## start THE RECORDS
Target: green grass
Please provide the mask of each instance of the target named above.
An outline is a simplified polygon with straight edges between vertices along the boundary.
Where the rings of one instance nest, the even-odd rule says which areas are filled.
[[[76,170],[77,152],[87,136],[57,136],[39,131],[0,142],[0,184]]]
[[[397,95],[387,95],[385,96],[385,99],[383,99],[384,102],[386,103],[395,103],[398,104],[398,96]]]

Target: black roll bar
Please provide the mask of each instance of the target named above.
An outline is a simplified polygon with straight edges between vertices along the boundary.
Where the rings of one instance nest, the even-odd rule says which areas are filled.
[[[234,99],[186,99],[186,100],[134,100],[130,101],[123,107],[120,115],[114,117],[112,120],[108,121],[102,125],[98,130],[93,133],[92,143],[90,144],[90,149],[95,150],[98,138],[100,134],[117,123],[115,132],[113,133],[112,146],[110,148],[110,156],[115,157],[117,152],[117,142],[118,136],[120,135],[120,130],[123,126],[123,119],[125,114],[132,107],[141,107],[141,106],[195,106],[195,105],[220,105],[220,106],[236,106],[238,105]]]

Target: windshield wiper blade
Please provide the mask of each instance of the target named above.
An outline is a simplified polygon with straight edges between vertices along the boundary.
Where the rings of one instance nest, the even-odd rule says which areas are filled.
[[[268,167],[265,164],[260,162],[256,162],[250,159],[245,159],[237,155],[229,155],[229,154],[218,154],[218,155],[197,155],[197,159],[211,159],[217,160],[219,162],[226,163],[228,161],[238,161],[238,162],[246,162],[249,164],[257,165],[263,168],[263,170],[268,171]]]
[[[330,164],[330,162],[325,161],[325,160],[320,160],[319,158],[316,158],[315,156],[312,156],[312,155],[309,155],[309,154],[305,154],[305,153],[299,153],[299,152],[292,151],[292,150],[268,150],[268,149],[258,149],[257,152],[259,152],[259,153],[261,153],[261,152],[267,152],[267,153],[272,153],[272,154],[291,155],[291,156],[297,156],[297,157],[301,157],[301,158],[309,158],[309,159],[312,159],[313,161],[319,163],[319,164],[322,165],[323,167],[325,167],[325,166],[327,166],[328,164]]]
## end THE RECORDS
» **EXERCISE GOAL**
Copy out every item above word for word, keeping each line unchanged and in its original order.

» **TASK ANSWER**
Target: green grass
Please provide the mask of each instance of the target named above.
An outline is a simplified polygon with straight edges between vertices along the boundary.
Where the rings of one instance nest, the even-odd rule says which areas are filled.
[[[76,170],[77,152],[87,136],[57,136],[39,131],[0,142],[0,184]]]
[[[397,95],[387,95],[385,96],[385,99],[383,99],[384,102],[386,103],[395,103],[398,104],[398,96]]]

Target: black roll bar
Please provide the mask of each instance of the target named above.
An outline is a simplified polygon with straight edges between vertices along the boundary.
Where the rings of one instance nest, the even-odd rule says which areas are filled.
[[[234,99],[186,99],[186,100],[134,100],[130,101],[123,107],[120,115],[114,117],[112,120],[108,121],[102,125],[98,130],[93,133],[92,143],[90,144],[90,149],[95,150],[98,138],[100,134],[117,123],[115,132],[113,133],[112,146],[110,148],[110,156],[115,157],[117,152],[117,142],[118,136],[120,135],[120,130],[123,126],[123,119],[125,114],[132,107],[141,107],[141,106],[195,106],[195,105],[220,105],[220,106],[236,106],[238,105]]]

Target: windshield wiper blade
Please provide the mask of each instance of the target named above.
An outline is a simplified polygon with straight edges between vertices along the boundary.
Where the rings of one instance nest, the even-odd rule says which areas are filled.
[[[268,167],[265,164],[260,162],[256,162],[250,159],[245,159],[237,155],[229,155],[229,154],[218,154],[218,155],[197,155],[197,159],[211,159],[217,160],[219,162],[226,163],[228,161],[238,161],[238,162],[246,162],[249,164],[257,165],[263,168],[263,170],[268,171]]]
[[[330,164],[330,162],[325,161],[325,160],[320,160],[319,158],[316,158],[315,156],[312,156],[312,155],[309,155],[309,154],[305,154],[305,153],[299,153],[299,152],[292,151],[292,150],[268,150],[268,149],[258,149],[257,152],[259,152],[259,153],[261,153],[261,152],[267,152],[267,153],[272,153],[272,154],[291,155],[291,156],[297,156],[297,157],[301,157],[301,158],[309,158],[309,159],[312,159],[313,161],[319,163],[319,164],[322,165],[323,167],[325,167],[325,166],[327,166],[328,164]]]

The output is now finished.